Quoted passage:
Storing dates in Drupal Schema API

Filed under: drupal, web development — jaydublu @ 6:25 pm

This one caught me out for a good while - I’ve got my own data stored in a database using Drupal’s Schema API and one field I want is a date, so I used the ‘datetime’ type. But whenever I came to use a value anywhere I couldn’t get any of Drupal’s date formatting functions to work - they were expecting a unix timestamp (makes sense) but the Schema API uses ‘datetime’ as a field type on MySQL so was getting a MySQL date string in return.

The answer was not to use datetime as a schema type, but int, and when passing data make sure you pass a timestamp. format_data() and views_handler_field_date etc. will then work as expected.

But it makes you wonder who left this mantrap lying around for foolhardy developers like me to fall into?

Drupal Views bulk export

Filed under: drupal, web development — jaydublu @ 5:06 pm

I’ve been using Drupal in earnest since the New Year, and I have to say that I wish I’d discovered it sooner. It’s by no means perfect, but I think perfection is impossible with CMS systems and it’s doing everything I need it to.

Initially I was sceptical about using the Views module - I was thinking that Views are just for people who can’t be bothered to do proper PHP, but then I got into them and discovered the power and simplicity, and I have to say my first approach to most content display challenges in Drupal now tends to use Views.

But this leads on to one of my biggest gripes about Drupal - how much of the site configuration is stashed in the database where there is little accountability or control - I much prefer having files in the filesystem where you can use Version Control.

Exercise task 1: According to the Drupal blog posts, which schema type should be used for a date field instead of datetime?
Exercise task 2: Please transcribe part of the Drupal blog posts, beginning with the words "Initially I was" and ending after the words "use Version Control.".

Pointing dataset excerpts:
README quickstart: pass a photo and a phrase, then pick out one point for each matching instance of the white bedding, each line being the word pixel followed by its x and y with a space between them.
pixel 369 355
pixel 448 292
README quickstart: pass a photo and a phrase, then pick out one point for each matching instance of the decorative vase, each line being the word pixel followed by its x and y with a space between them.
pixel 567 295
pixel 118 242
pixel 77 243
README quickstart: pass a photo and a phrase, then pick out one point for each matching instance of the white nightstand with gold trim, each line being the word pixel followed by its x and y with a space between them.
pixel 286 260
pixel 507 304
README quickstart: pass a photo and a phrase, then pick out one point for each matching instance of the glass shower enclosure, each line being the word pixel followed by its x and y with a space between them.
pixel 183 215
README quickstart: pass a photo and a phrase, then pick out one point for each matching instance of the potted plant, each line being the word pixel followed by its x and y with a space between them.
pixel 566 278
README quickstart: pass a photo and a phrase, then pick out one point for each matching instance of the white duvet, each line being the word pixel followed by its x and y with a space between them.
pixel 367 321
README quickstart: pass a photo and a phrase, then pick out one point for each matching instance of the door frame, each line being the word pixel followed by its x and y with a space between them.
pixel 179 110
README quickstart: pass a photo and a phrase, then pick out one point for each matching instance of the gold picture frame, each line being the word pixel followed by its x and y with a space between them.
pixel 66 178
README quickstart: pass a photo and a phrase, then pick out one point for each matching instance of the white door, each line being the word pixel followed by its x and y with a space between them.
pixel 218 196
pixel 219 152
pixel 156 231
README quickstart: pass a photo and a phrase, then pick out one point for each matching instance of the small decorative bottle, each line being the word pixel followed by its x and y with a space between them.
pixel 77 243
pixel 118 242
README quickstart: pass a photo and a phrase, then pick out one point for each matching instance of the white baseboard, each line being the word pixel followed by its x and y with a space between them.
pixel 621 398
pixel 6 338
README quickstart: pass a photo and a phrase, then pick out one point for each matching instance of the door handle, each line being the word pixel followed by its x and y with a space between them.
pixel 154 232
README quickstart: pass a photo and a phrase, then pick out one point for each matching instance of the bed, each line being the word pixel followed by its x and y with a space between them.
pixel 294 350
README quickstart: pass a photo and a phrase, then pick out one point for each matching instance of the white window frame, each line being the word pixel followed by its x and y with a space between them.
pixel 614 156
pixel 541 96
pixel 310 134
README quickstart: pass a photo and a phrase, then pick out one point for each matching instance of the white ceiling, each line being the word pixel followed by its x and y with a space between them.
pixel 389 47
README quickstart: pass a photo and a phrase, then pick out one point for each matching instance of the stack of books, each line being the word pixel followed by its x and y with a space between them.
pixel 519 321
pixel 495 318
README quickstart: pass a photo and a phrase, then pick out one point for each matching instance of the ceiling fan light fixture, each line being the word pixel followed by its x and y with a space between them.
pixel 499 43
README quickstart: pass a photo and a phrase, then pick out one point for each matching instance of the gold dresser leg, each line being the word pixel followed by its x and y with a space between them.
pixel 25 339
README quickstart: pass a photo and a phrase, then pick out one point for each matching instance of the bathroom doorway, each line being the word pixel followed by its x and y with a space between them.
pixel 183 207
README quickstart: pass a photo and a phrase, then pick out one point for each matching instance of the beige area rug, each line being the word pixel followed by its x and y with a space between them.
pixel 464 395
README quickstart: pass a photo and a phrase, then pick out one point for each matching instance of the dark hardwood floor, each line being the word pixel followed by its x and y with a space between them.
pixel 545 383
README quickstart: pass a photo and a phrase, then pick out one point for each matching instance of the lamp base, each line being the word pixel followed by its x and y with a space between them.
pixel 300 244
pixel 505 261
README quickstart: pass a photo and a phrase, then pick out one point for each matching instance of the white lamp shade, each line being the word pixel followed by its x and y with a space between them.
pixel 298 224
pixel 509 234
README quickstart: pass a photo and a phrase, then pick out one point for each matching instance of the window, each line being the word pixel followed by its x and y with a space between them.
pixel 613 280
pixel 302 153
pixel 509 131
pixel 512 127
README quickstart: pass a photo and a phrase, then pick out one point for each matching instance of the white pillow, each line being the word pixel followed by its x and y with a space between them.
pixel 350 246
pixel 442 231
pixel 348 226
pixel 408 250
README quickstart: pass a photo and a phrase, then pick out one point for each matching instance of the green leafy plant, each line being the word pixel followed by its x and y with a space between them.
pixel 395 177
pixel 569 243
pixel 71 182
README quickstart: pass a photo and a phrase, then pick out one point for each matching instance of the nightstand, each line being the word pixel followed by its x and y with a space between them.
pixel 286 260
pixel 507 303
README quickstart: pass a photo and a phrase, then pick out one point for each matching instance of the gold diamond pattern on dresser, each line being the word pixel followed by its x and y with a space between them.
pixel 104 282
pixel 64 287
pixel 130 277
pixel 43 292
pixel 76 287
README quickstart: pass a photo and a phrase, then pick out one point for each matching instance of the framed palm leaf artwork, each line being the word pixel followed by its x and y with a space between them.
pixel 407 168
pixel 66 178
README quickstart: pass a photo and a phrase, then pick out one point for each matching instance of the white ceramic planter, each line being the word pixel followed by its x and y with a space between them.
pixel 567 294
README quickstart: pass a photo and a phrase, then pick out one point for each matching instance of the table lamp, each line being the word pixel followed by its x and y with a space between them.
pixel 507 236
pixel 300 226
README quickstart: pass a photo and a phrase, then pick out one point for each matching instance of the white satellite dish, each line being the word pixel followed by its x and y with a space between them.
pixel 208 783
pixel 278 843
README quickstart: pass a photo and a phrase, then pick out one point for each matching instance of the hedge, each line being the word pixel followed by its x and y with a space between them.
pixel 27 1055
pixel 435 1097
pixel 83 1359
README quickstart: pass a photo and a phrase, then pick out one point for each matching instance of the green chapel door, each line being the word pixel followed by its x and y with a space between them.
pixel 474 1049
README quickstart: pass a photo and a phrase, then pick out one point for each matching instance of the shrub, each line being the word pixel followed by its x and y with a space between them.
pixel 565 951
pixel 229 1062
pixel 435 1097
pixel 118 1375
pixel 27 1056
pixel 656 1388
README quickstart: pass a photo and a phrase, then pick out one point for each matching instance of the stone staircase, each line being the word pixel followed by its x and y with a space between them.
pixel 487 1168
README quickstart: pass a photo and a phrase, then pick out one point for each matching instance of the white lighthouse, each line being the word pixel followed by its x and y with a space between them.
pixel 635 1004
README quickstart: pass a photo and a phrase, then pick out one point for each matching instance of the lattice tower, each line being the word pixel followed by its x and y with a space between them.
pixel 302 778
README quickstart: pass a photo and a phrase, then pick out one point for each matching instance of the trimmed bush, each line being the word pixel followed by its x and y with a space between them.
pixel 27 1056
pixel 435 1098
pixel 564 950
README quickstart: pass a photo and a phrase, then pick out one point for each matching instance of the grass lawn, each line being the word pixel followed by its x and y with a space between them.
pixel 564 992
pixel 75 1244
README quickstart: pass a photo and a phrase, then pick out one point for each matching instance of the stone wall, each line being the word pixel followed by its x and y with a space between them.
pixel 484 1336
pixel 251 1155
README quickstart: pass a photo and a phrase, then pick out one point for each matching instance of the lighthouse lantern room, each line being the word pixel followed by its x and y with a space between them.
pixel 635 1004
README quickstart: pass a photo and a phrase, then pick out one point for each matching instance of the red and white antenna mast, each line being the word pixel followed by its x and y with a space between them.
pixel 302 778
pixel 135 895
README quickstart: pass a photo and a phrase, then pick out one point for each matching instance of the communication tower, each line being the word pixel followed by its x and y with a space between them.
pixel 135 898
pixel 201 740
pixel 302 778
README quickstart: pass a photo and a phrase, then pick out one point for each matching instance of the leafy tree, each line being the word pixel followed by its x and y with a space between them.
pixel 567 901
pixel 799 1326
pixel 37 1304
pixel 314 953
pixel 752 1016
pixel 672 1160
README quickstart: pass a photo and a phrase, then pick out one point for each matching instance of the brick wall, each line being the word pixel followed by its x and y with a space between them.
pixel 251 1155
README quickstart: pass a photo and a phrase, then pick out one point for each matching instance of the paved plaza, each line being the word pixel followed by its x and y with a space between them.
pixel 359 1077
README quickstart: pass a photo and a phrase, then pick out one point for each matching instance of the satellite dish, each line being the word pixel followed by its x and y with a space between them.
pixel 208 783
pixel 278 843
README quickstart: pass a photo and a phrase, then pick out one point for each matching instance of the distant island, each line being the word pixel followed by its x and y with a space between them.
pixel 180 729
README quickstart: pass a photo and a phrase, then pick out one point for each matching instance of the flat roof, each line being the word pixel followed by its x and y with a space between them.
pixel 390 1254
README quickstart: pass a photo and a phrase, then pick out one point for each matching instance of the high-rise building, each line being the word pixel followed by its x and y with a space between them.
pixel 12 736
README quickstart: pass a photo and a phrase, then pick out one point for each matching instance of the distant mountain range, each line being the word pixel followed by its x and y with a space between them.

Worked solution 1: int, with a timestamp passed in.

Worked solution 2:
Initially I was sceptical about using the Views module - I was thinking that Views are just for people who can’t be bothered to do proper PHP, but then I got into them and discovered the power and simplicity, and I have to say my first approach to most content display challenges in Drupal now tends to use Views.

But this leads on to one of my biggest gripes about Drupal - how much of the site configuration is stashed in the database where there is little accountability or control - I much prefer having files in the filesystem where you can use Version Control.